[START OF Record set]
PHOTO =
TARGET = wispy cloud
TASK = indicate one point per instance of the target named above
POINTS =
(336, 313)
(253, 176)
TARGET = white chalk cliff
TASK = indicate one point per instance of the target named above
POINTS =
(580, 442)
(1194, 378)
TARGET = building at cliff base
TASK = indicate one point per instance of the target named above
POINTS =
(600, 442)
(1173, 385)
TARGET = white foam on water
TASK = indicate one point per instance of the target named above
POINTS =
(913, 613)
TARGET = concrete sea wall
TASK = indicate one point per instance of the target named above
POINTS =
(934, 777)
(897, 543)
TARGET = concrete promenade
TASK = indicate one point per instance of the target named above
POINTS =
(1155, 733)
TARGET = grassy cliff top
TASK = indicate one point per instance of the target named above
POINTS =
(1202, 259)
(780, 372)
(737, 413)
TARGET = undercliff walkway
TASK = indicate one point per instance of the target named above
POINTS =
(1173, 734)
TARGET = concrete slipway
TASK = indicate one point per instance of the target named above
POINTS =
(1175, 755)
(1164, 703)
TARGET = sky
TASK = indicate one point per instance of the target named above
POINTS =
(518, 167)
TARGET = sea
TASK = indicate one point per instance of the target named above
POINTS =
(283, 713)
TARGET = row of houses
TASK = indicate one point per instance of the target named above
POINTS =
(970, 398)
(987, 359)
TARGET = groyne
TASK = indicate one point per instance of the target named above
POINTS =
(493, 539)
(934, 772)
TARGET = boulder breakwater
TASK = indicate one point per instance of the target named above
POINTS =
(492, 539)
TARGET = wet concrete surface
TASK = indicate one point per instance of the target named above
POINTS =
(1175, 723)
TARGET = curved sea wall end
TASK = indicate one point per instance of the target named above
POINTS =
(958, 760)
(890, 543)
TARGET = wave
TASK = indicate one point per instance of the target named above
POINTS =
[END OF Record set]
■ Given exercise ■
Copy all of the lines above exactly, from the first one to the last.

■ Finished task ■
PHOTO =
TARGET = wispy cloud
TASK = indicate one point per instance of the target named above
POINTS =
(336, 313)
(253, 176)
TARGET = white chalk cliff
TASK = indicate one point per instance of the target named above
POINTS =
(580, 442)
(1194, 378)
TARGET = building at cliff base
TASK = indicate one point per instance of the target named above
POINTS =
(600, 442)
(1173, 385)
TARGET = white foam on water
TASK = indicate one point per instance of the target named above
POINTS =
(913, 613)
TARGET = concrete sea wall
TASK = indicate one point per instance of the target named above
POINTS =
(934, 777)
(897, 543)
TARGET = concrete promenade
TASK = indicate one point per instance of the target named above
POINTS =
(1155, 733)
TARGET = grassy cliff top
TASK = indicate one point per instance of the target named above
POINTS =
(1202, 259)
(780, 372)
(737, 413)
TARGET = undercliff walkway
TASK = indicate one point per instance of the target named above
POINTS =
(1173, 734)
TARGET = concrete slipway
TASK = indicate one point per instance of the target named above
POINTS =
(1175, 755)
(1164, 703)
TARGET = sky
TASK = indicate one point per instance of the target named above
POINTS =
(518, 167)
TARGET = sea
TASK = indicate one point per instance of the target named above
POINTS =
(283, 713)
TARGET = row of houses
TASK = indicate one point per instance of the target named above
POINTS =
(970, 398)
(987, 359)
TARGET = groyne
TASK = indicate one point per instance of the target named above
POINTS =
(493, 539)
(934, 772)
TARGET = boulder breakwater
TASK = indicate one point per instance of the target named above
POINTS =
(492, 539)
TARGET = wet concrete surface
TASK = indicate one point per instance of the target named above
POINTS =
(1175, 723)
TARGET = curved sea wall end
TASK = indicate one point per instance of the target named above
POINTS =
(958, 760)
(890, 543)
TARGET = wave
TASK = indicate one point per instance of the target named above
POINTS =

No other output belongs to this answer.